- _Task brief_
Could you output all of the records below exactly as they appear?

══ Excerpted data ══

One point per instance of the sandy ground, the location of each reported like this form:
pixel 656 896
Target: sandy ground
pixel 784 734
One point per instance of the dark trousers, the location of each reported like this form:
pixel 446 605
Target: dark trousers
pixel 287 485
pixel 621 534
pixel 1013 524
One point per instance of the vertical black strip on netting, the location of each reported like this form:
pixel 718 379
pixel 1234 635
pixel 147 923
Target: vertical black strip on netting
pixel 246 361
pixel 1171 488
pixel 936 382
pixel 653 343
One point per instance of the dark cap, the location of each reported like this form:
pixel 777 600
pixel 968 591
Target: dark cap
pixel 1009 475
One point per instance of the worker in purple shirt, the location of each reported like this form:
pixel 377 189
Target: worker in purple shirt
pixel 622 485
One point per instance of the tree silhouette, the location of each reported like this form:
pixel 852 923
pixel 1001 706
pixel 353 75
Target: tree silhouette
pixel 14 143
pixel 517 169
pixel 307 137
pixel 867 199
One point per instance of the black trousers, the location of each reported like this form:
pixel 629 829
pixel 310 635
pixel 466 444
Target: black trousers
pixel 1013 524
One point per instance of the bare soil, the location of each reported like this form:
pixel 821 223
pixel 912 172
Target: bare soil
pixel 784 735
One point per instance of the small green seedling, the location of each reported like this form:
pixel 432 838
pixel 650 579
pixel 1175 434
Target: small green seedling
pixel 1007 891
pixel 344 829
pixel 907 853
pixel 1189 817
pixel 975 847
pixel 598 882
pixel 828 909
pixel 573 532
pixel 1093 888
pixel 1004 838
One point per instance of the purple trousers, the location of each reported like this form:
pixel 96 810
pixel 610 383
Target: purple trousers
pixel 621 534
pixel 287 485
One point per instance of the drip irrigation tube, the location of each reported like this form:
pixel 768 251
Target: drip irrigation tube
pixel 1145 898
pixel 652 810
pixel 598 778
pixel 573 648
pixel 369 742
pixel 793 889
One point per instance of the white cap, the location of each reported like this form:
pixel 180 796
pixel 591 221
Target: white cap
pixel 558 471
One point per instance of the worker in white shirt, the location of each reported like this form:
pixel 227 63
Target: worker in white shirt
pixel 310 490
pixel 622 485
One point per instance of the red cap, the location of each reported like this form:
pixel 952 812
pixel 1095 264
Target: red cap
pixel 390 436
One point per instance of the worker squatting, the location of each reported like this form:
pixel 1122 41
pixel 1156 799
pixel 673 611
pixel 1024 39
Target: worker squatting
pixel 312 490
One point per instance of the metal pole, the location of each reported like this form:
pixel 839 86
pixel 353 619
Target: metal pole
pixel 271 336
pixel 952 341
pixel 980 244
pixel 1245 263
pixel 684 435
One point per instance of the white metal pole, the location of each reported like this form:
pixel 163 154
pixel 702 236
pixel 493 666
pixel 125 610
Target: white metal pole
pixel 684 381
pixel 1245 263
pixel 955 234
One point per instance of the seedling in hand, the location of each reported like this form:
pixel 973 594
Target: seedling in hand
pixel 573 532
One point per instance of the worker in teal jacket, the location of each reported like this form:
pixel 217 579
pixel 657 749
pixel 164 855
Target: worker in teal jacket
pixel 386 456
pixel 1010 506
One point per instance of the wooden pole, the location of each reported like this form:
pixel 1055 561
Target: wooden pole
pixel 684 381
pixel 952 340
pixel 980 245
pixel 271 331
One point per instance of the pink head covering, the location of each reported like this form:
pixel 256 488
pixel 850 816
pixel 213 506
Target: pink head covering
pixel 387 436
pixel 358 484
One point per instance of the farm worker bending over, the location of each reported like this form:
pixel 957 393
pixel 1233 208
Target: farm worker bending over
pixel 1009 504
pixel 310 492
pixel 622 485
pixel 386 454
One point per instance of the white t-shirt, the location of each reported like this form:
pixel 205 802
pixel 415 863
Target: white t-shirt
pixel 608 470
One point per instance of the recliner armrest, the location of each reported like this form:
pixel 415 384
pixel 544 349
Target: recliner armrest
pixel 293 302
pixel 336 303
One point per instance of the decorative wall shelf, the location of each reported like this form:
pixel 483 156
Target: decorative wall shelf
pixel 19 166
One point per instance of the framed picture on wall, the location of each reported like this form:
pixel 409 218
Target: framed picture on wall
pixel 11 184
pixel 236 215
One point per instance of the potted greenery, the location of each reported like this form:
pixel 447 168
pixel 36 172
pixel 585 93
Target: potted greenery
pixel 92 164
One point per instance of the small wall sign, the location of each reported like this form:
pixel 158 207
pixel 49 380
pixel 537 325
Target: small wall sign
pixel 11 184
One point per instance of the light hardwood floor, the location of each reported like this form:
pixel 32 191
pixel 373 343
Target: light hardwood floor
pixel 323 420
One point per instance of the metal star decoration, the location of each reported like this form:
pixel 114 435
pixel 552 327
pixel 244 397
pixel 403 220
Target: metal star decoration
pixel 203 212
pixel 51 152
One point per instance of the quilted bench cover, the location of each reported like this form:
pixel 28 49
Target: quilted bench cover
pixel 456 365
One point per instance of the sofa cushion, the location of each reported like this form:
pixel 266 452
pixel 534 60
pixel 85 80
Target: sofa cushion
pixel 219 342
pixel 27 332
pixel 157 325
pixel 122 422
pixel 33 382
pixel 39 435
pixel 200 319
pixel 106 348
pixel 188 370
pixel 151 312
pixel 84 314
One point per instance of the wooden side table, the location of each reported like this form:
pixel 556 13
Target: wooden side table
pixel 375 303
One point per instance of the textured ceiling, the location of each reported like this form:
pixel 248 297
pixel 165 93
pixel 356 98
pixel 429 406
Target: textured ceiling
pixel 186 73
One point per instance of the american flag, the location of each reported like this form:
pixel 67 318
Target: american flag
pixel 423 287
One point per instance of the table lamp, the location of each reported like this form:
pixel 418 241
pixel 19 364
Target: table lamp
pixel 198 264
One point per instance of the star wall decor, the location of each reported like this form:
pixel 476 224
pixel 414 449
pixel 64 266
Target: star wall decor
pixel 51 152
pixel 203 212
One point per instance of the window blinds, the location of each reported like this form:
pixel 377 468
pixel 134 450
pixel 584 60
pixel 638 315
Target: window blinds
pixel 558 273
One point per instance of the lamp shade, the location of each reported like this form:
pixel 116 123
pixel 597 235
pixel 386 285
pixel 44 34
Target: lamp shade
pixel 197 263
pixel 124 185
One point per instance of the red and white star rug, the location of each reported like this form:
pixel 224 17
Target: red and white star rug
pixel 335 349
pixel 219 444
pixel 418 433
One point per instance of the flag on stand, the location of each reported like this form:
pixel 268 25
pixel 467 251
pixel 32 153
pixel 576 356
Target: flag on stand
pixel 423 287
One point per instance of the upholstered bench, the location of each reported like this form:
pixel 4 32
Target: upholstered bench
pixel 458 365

═══

- _Solution to this problem_
One point per instance of the sandy ground, the location of each reported like this form:
pixel 656 896
Target: sandy ground
pixel 784 734
One point per instance of the dark trousers, the location of each reported like this form:
pixel 446 605
Target: dark trousers
pixel 287 485
pixel 621 534
pixel 1013 524
One point per instance of the vertical black strip on netting, the location of each reported like this form:
pixel 718 379
pixel 1234 635
pixel 147 923
Target: vertical black strip on netting
pixel 246 361
pixel 1171 488
pixel 936 382
pixel 653 343
One point per instance of the dark cap, the location of each reported like this form:
pixel 777 600
pixel 968 591
Target: dark cap
pixel 1009 475
One point per instance of the worker in purple shirt, the location of each reported like this form:
pixel 377 189
Target: worker in purple shirt
pixel 622 485
One point per instance of the tree silhouette, the location of each reported like this form:
pixel 852 923
pixel 1001 706
pixel 353 75
Target: tree silhouette
pixel 14 143
pixel 517 169
pixel 307 137
pixel 867 199
One point per instance of the black trousers, the location of each reported like this form:
pixel 629 829
pixel 310 635
pixel 466 444
Target: black trousers
pixel 1013 524
One point per instance of the bare soil, the location of each reported like this form:
pixel 821 223
pixel 912 172
Target: bare soil
pixel 784 735
One point per instance of the small green seedling, the location of each reported like this form:
pixel 432 838
pixel 650 579
pixel 1175 434
Target: small green seedling
pixel 1007 891
pixel 344 829
pixel 907 853
pixel 1189 817
pixel 975 847
pixel 598 882
pixel 828 909
pixel 573 532
pixel 1093 888
pixel 1004 838
One point per instance of the purple trousers, the location of each reported like this form:
pixel 96 810
pixel 610 383
Target: purple trousers
pixel 621 534
pixel 287 485
One point per instance of the drip irrigation tube, the location of each reported like this form:
pixel 768 251
Target: drip irrigation tube
pixel 1145 898
pixel 652 810
pixel 598 778
pixel 573 648
pixel 369 742
pixel 793 889
One point per instance of the white cap, the location of each reported like this form:
pixel 180 796
pixel 591 221
Target: white cap
pixel 558 471
One point per instance of the worker in white shirt, the location of each reported like this form:
pixel 227 63
Target: worker in white shirt
pixel 310 490
pixel 622 485
One point per instance of the red cap, the location of each reported like this form:
pixel 952 812
pixel 1095 264
Target: red cap
pixel 390 436
One point per instance of the worker squatting, the location of each reported like this form:
pixel 1122 41
pixel 1156 799
pixel 673 611
pixel 1024 39
Target: worker squatting
pixel 312 490
One point per instance of the metal pole, the location of each reported like this form:
pixel 839 86
pixel 353 619
Target: metal pole
pixel 271 336
pixel 952 341
pixel 980 244
pixel 1245 263
pixel 684 435
One point per instance of the white metal pole, the location of each reported like this form:
pixel 163 154
pixel 702 236
pixel 493 666
pixel 125 610
Target: white metal pole
pixel 684 381
pixel 1245 263
pixel 955 234
One point per instance of the seedling in hand, the location of each reported like this form:
pixel 973 594
Target: seedling in hand
pixel 573 532
One point per instance of the worker in teal jacket, the location of each reported like this form:
pixel 217 579
pixel 657 749
pixel 164 855
Target: worker in teal jacket
pixel 386 456
pixel 1010 506
One point per instance of the wooden pole, the location of each reported like this form:
pixel 1055 561
Target: wooden pole
pixel 684 381
pixel 952 340
pixel 980 245
pixel 271 331
One point per instance of the pink head covering, the location of each reported like this form:
pixel 256 488
pixel 850 816
pixel 213 506
Target: pink head covering
pixel 387 436
pixel 358 484
One point per instance of the farm worker bending over, the location of each reported like this form:
pixel 957 393
pixel 1233 208
Target: farm worker bending over
pixel 1009 504
pixel 310 492
pixel 622 485
pixel 386 454
One point per instance of the white t-shirt, the location of each reported like this form:
pixel 205 802
pixel 415 863
Target: white t-shirt
pixel 608 470
One point per instance of the recliner armrest, the location of each reported like this form:
pixel 415 384
pixel 544 349
Target: recliner armrest
pixel 293 302
pixel 336 303
One point per instance of the decorative wall shelf, the location of each reported like this form:
pixel 483 156
Target: decorative wall shelf
pixel 19 166
One point per instance of the framed picture on wall, the location of each reported like this form:
pixel 409 218
Target: framed picture on wall
pixel 11 184
pixel 236 215
One point per instance of the potted greenery, the location of each reported like this form:
pixel 447 168
pixel 36 172
pixel 585 93
Target: potted greenery
pixel 92 164
One point per instance of the small wall sign, the location of each reported like this form:
pixel 158 207
pixel 49 380
pixel 537 325
Target: small wall sign
pixel 11 184
One point per instance of the light hardwood floor, the location of each reported like this form:
pixel 32 191
pixel 373 343
Target: light hardwood floor
pixel 323 420
One point per instance of the metal star decoration, the location of each reported like this form:
pixel 114 435
pixel 552 327
pixel 244 397
pixel 403 220
Target: metal star decoration
pixel 203 212
pixel 51 152
One point per instance of the quilted bench cover, the location of each reported like this form:
pixel 28 49
Target: quilted bench cover
pixel 456 365
One point per instance of the sofa cushion, the location of each reported like this form:
pixel 266 452
pixel 534 60
pixel 85 80
Target: sofa cushion
pixel 219 342
pixel 27 332
pixel 157 325
pixel 122 422
pixel 33 382
pixel 39 435
pixel 200 319
pixel 106 348
pixel 188 370
pixel 151 312
pixel 84 314
One point per instance of the wooden side table, the location of each reported like this form:
pixel 556 13
Target: wooden side table
pixel 375 303
One point per instance of the textured ceiling, the location of each reported like this form:
pixel 248 297
pixel 165 93
pixel 356 98
pixel 429 406
Target: textured ceiling
pixel 186 73
One point per instance of the american flag, the location of each reported like this form:
pixel 67 318
Target: american flag
pixel 423 287
One point per instance of the table lamp, the location of each reported like this form:
pixel 418 241
pixel 19 364
Target: table lamp
pixel 198 264
One point per instance of the star wall decor, the location of each reported like this form:
pixel 476 224
pixel 414 449
pixel 64 266
Target: star wall decor
pixel 51 152
pixel 203 212
One point per instance of the window blinds, the location of each reported like this form:
pixel 377 468
pixel 134 450
pixel 584 60
pixel 638 315
Target: window blinds
pixel 558 273
One point per instance of the lamp shade, the location of each reported like this form:
pixel 116 123
pixel 597 235
pixel 386 285
pixel 44 34
Target: lamp shade
pixel 197 263
pixel 124 185
One point per instance of the red and white star rug, the location of each reported like this form:
pixel 224 17
Target: red and white star rug
pixel 335 349
pixel 219 444
pixel 418 433
One point per instance of the flag on stand, the location of each reported like this form:
pixel 268 25
pixel 467 251
pixel 32 153
pixel 576 356
Target: flag on stand
pixel 423 287
One point per instance of the upholstered bench, the location of each reported like this form:
pixel 4 32
Target: upholstered bench
pixel 458 365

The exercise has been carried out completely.